## 読解文
══════════

燕は戻ってこない:桐野夏生著のレビューです。

 

 

☞読書ポイント 

貧困、不妊、代理母。この3つの問題が絡み合う小説。最初から最後まで、不安、心配が尽きず、得体の知れない緊張感が続いた。かなり分厚い本ですが、躊躇せずに手に取ってもらいたい。読み始めたらあっという間です。

 

「今の自分には、子宮込みの肉体を売るしか、できることがなかった。」

 

図書館で受け取った時、まず「厚い!」と思わず声が出そうになった。「そうだ、桐野さんの小説って厚いのが多いんだよなぁ」っと思い出し、返却日に間に合うよう、うちに戻り、早々に読み始めた。....と言う心配ごとも、たった2日で解消!(笑)とにかく、先が気になって、まるで腹ペコの者が、わしわしと食べているかの如く、文字を貪った感がある。要は最後まで全く中だるみすることなく突き進んだのです。

══════════

## 取り組む課題
A. 「燕は戻ってこない」のレビューについて、次の問いに答えてください。
(i) この小説で絡み合う3つの問題とは何ですか。
(ii) 筆者はこの本をどこで受け取りましたか。
(iii) 筆者は何日で読み終え、心配ごとを解消しましたか。
B. 「燕は戻ってこない」のレビューの筆者は、なぜ帰宅後すぐに読み始めたのですか。1〜3文で説明してください。
C. 「燕は戻ってこない」のレビューを、最後の文の後から続けて書いてください。
次に示す記録は、このレビューとは別個の資料です。

データセットに収められた記録:
══════════

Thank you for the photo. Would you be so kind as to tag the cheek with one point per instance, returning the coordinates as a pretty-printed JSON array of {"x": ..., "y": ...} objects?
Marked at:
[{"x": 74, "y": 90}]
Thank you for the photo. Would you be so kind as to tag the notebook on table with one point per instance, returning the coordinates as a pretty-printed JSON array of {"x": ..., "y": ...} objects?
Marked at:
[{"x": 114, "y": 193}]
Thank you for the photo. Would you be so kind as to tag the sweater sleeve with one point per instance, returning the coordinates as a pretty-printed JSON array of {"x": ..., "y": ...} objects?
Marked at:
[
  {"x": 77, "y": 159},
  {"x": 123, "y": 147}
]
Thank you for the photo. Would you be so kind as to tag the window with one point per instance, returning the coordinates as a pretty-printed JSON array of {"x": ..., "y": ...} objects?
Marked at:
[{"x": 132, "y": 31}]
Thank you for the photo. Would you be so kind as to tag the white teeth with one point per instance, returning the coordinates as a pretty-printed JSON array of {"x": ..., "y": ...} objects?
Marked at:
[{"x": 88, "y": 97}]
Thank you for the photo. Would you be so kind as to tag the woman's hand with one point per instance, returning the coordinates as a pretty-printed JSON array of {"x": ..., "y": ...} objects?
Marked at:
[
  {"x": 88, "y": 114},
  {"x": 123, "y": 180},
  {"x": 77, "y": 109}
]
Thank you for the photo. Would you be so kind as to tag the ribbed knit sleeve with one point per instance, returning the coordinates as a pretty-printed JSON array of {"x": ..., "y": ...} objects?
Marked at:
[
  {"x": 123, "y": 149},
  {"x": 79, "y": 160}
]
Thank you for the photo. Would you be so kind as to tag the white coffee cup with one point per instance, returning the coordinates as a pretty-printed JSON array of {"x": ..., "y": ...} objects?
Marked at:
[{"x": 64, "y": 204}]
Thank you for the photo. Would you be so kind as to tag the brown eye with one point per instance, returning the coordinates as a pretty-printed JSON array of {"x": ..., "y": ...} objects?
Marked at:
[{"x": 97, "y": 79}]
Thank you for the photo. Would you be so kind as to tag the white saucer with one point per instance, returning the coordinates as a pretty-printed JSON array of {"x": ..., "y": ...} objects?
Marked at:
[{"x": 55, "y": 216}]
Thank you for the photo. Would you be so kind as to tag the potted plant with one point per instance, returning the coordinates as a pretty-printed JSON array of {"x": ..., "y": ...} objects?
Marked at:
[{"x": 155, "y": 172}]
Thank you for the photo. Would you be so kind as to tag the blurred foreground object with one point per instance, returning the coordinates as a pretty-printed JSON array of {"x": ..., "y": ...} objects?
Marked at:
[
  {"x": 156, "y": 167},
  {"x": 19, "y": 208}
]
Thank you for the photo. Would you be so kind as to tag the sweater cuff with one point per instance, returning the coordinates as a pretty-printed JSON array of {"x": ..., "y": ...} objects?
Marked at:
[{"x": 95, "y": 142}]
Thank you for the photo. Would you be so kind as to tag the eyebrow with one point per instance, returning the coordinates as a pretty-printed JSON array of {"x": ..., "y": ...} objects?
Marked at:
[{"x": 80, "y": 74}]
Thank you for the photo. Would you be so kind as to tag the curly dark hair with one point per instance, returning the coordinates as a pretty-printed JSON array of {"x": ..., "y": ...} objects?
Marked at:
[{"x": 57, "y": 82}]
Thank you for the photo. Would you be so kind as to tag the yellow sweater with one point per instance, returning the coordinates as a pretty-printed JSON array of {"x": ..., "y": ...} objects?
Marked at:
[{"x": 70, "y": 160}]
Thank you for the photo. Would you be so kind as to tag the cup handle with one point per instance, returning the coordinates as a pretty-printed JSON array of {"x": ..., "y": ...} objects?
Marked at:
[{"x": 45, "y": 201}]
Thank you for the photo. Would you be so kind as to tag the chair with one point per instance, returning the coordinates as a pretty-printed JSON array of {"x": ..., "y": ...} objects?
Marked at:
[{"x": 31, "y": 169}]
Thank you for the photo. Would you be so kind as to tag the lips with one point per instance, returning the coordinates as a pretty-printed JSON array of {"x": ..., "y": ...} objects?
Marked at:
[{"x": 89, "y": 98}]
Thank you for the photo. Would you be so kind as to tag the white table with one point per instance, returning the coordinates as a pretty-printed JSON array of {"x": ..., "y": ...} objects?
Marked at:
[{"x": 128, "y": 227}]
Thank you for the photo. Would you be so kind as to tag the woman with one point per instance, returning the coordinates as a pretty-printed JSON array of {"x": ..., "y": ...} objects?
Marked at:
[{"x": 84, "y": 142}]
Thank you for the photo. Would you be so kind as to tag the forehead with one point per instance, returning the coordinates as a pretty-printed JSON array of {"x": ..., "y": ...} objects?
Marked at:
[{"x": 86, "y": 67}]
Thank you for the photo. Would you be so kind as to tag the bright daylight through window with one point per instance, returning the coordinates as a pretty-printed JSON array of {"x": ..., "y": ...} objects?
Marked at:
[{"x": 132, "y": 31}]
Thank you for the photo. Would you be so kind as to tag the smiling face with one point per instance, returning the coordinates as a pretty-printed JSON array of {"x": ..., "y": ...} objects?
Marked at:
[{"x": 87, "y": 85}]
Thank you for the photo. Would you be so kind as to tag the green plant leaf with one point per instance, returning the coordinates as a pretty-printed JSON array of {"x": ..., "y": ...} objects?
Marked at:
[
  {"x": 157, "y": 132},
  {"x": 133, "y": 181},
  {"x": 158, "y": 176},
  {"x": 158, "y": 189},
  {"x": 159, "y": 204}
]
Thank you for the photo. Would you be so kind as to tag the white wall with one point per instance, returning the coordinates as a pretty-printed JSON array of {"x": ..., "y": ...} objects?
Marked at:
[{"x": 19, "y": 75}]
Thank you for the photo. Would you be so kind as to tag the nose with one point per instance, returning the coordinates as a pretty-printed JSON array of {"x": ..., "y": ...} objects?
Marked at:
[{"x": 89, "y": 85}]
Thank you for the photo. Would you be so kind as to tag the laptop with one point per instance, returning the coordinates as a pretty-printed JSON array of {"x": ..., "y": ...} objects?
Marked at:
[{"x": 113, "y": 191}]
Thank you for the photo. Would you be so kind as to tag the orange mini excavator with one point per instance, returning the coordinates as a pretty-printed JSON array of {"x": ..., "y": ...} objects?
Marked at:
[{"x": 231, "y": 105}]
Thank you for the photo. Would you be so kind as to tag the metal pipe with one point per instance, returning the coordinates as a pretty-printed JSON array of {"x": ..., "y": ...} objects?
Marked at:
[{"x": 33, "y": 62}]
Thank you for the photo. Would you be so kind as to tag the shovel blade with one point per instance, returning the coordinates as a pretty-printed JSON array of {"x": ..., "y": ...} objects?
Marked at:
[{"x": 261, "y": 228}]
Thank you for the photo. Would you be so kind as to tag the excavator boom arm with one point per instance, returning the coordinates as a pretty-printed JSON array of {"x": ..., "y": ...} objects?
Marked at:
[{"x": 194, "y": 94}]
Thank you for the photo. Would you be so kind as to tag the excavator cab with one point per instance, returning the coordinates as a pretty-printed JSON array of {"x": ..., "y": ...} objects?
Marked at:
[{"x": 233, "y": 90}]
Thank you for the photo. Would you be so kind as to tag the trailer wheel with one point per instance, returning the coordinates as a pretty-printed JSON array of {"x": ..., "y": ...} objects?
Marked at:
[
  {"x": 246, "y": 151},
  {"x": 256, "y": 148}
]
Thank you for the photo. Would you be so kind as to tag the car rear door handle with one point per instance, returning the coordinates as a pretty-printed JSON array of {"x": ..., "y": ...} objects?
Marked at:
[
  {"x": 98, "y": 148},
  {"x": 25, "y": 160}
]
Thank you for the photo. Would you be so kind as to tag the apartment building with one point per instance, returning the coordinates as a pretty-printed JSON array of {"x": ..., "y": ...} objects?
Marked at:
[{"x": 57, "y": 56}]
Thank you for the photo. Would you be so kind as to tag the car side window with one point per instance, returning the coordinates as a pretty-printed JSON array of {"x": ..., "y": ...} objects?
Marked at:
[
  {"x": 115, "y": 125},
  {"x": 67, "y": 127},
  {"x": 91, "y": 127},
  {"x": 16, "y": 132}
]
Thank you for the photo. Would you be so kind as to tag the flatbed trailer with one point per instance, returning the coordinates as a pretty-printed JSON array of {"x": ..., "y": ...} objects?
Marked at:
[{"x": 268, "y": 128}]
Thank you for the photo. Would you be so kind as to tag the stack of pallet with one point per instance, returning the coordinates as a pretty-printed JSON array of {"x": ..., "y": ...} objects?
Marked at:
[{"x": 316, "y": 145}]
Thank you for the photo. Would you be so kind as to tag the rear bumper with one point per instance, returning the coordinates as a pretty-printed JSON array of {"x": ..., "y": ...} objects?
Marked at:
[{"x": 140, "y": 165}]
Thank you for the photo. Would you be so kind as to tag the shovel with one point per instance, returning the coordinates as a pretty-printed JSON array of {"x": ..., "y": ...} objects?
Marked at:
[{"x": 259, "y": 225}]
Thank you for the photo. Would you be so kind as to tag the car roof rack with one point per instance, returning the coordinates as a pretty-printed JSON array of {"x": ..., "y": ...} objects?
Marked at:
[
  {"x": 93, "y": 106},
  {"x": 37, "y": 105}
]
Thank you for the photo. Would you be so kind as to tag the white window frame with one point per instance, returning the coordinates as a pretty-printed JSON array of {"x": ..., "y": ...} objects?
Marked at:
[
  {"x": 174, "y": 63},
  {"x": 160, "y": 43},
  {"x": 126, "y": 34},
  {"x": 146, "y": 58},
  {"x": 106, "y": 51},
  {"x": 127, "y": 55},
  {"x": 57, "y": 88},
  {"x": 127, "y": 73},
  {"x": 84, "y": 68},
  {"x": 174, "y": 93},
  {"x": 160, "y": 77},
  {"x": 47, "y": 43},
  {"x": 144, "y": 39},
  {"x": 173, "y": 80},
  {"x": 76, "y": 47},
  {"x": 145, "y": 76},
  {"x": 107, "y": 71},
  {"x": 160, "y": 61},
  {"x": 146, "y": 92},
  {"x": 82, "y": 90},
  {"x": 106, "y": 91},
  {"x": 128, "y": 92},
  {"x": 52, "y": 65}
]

══════════

## あなたの解答
A.
(i) 貧困、不妊、代理母
(ii) 図書館
(iii) 2日

B. 受け取った本がとても厚く、桐野さんの小説には厚いものが多いことを思い出したからです。そのため、返却日に間に合うよう、早々に読み始めました。

C.
 

読み終わって感じるのは「貧困」と「代理母」が深くつながっていることの怖さや危うさ。高額報酬を短期間で得られるということで、ビジネスとしてそこに踏み込んでいく非正規雇用者。そしてもうひとつは、人間の尽きることのない「欲」。その「欲」を満たすために、人としてどこまで許容できるのか。そのあたりの線引きの難しさみたいなものを、何度も突き付けられた気がしました。

 

本作は「代理母」と「貧困」が絡み合う、とても複雑で難しいテーマを描いたものだ。

北海道で介護職に就いていた29歳、独身のリキ。彼女は東京に出てきて病院の事務の仕事をするも生活は苦しい。ある日、同僚から「いい副業」として、「卵子提供」を勧められる。興味本位で出かけていくと「代理母出産」を勧められてしまう。より高収入が得られるということで、今の生活と収入を天秤にかけたリキ。現状を打破するために、彼女はある夫婦の「代理母」になる決意をするのだが....。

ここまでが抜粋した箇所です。